● **WORK ITEM**: Nothing but the lines from the one with "Expected: one point per instance of the jacket lapel, each" down to the one with "Expected: one point per instance of the gold" should be returned, exactly and with both ends included, from the material below.
Start of INPUT FOR THIS TASK
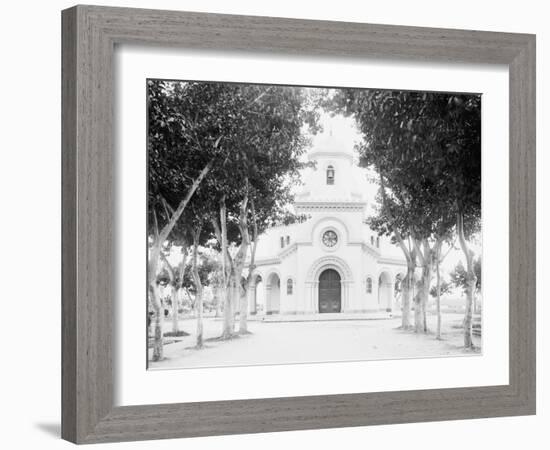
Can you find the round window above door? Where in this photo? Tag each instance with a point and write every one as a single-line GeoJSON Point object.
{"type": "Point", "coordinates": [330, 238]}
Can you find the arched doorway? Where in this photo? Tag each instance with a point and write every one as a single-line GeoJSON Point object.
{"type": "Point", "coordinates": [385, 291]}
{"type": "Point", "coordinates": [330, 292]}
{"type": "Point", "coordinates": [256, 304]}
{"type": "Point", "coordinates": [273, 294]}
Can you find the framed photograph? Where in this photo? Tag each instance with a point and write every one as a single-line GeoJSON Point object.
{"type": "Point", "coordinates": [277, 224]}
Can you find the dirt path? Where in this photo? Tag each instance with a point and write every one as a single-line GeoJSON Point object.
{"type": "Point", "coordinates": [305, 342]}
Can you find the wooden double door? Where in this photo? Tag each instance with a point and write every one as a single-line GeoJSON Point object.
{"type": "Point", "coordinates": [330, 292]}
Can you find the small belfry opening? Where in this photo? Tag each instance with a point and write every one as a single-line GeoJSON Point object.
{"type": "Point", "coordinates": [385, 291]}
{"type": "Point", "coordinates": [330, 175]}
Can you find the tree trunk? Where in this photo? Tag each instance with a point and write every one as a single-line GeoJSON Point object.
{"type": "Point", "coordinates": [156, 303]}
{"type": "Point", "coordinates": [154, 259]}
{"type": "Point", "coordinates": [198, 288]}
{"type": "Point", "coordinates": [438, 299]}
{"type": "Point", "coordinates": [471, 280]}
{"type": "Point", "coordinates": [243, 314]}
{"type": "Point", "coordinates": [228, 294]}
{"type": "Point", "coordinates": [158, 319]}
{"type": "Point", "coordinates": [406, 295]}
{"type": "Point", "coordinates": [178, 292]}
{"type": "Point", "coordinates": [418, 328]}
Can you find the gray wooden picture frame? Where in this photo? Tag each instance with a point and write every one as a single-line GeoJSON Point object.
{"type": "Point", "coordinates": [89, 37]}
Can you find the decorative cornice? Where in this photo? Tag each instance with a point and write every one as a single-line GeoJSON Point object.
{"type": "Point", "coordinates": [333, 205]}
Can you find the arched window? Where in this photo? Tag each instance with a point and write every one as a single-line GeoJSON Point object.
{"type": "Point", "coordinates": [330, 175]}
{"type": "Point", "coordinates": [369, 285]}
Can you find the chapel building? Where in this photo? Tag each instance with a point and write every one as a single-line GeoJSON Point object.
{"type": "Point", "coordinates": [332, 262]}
End of INPUT FOR THIS TASK
Start of INPUT FOR THIS TASK
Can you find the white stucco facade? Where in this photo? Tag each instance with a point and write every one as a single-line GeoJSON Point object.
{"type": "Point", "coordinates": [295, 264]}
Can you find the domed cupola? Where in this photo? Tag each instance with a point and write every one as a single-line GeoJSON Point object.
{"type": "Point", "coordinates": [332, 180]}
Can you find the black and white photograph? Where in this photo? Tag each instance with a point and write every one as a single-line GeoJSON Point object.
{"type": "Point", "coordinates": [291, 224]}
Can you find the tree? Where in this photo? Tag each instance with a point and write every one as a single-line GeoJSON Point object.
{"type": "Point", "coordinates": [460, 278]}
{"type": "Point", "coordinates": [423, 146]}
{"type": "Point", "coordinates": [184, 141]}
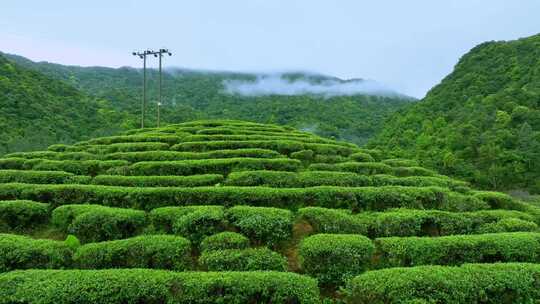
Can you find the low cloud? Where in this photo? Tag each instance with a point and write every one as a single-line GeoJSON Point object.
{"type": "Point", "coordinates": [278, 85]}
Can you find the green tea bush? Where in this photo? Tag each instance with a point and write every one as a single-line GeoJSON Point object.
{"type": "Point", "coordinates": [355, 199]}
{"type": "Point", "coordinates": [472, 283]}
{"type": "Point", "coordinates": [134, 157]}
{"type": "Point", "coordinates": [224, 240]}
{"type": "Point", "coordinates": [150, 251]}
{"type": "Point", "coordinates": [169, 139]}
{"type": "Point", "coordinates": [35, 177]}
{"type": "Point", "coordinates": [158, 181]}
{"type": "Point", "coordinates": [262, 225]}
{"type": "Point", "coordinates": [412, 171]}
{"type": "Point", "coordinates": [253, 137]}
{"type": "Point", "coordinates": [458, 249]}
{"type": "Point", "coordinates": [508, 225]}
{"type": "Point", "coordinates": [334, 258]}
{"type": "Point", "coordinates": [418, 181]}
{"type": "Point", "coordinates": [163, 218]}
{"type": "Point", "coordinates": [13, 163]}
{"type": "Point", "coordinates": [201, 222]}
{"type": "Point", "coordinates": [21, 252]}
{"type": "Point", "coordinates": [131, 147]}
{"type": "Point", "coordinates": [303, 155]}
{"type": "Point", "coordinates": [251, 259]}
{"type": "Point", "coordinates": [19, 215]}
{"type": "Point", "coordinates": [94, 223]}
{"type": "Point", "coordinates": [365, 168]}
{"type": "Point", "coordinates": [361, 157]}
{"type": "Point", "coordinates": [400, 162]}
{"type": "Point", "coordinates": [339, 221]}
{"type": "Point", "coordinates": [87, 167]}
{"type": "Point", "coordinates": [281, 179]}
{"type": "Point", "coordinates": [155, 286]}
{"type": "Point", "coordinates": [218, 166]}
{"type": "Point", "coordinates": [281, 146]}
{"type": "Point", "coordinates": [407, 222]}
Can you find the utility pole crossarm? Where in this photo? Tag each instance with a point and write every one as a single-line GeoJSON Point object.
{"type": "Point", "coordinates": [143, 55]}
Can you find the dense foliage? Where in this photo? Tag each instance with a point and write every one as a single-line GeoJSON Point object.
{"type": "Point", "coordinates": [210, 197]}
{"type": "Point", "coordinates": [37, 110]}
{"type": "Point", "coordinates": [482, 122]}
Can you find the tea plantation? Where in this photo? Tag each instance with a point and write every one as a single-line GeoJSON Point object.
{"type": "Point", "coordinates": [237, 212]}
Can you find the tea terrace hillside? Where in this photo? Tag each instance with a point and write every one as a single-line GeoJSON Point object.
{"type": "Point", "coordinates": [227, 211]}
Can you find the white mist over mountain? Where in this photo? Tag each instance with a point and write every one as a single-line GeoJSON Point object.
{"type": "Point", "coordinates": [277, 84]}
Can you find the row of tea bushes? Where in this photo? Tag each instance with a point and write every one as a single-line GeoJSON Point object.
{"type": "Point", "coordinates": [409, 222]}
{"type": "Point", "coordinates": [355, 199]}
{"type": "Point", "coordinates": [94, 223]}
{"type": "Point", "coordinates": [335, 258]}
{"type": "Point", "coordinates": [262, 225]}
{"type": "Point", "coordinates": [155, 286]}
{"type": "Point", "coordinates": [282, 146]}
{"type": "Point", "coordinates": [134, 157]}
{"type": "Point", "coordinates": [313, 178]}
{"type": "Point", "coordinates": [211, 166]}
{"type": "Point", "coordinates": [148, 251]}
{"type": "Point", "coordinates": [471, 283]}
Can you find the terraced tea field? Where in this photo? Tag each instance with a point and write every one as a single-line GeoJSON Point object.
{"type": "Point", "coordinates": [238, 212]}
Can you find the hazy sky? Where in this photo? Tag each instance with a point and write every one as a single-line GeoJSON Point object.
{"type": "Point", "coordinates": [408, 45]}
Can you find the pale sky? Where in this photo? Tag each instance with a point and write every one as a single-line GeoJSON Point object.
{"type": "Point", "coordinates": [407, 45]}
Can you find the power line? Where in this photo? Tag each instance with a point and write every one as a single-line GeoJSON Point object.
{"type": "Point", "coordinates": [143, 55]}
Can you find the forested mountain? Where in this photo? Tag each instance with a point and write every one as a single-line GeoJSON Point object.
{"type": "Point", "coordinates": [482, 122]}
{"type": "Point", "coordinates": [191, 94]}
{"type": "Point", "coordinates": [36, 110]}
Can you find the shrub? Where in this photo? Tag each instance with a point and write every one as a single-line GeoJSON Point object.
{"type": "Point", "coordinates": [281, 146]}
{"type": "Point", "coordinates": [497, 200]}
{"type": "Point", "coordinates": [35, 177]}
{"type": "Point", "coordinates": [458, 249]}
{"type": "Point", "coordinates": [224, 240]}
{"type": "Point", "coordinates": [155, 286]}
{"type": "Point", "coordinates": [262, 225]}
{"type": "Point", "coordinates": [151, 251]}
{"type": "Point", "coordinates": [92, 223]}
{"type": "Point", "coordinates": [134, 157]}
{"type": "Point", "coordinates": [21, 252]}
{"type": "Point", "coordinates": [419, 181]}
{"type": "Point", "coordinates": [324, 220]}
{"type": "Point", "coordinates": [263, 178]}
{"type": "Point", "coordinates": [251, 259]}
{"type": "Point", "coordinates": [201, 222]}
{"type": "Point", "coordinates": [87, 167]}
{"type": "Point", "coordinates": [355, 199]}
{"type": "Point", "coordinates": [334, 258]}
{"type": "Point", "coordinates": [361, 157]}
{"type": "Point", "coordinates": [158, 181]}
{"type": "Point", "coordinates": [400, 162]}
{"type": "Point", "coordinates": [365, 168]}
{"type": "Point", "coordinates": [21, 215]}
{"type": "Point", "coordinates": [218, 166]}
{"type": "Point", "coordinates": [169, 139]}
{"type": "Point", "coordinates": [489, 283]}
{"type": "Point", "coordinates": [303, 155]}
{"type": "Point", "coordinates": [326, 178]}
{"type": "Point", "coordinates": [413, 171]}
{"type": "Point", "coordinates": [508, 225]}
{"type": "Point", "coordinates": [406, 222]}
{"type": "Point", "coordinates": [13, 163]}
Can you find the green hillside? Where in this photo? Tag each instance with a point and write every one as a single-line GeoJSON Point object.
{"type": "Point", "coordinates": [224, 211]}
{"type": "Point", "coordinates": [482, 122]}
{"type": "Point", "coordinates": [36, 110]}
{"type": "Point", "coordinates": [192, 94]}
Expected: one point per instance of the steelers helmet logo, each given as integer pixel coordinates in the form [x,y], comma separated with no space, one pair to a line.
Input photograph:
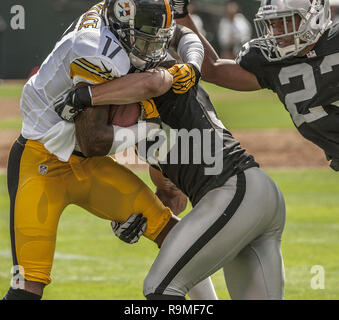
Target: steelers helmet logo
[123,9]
End of INPUT FOR THIS TASK
Start of INPUT FOR THIS TASK
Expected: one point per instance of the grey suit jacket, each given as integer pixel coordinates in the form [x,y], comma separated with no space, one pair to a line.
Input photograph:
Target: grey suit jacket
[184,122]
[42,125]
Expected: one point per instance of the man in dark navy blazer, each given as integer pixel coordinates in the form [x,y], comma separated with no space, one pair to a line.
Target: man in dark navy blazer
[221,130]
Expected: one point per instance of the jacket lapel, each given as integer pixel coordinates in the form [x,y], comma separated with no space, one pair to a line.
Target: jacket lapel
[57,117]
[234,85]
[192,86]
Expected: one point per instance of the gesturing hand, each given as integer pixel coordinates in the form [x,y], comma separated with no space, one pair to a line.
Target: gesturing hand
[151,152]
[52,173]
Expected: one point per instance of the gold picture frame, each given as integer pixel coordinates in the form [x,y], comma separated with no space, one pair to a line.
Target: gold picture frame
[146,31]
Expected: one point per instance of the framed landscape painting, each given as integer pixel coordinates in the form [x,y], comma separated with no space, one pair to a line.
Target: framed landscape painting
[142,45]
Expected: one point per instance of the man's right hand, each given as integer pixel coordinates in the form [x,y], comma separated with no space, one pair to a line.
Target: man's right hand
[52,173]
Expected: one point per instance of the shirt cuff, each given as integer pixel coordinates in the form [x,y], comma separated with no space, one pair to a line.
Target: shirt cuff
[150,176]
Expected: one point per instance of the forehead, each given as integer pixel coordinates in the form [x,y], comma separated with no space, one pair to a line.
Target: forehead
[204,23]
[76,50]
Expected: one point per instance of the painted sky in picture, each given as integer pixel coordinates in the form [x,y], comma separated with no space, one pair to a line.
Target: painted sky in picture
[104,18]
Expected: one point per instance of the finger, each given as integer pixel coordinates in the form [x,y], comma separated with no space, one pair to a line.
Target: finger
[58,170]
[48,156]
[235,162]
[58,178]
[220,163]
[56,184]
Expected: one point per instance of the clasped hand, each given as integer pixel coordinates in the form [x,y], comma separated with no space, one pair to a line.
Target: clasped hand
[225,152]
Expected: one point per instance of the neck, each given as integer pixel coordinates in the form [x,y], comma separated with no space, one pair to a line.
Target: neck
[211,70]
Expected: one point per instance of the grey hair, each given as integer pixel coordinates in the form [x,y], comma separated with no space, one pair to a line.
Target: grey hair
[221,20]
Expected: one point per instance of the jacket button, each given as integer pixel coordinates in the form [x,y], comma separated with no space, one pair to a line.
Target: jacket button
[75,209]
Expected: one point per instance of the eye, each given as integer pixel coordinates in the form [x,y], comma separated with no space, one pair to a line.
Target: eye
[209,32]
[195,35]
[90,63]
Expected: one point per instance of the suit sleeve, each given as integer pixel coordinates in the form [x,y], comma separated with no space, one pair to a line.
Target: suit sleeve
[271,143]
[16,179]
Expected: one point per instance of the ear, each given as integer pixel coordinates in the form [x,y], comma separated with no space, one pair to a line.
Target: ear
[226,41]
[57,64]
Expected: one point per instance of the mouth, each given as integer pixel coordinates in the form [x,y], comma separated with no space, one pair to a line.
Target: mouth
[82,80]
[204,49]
End of INPUT FOR THIS TASK
● **TASK RESULT**:
Expected: one point per instance of the jacket lapel, each given as integer pixel coordinates in the form [x,y], comma separated with no space, one pair to a line.
Target: jacket lapel
[57,117]
[234,85]
[192,86]
Expected: one point per instance of the gesturing hand, each given as integer pixel coordinates in the form [x,y], comma separated with no space, one pair to a line.
Target: gesturing hand
[151,152]
[52,173]
Expected: one point per instance of the gold picture frame, each given as integer pixel coordinates in the form [x,y], comma separated with no space, one pair to a line.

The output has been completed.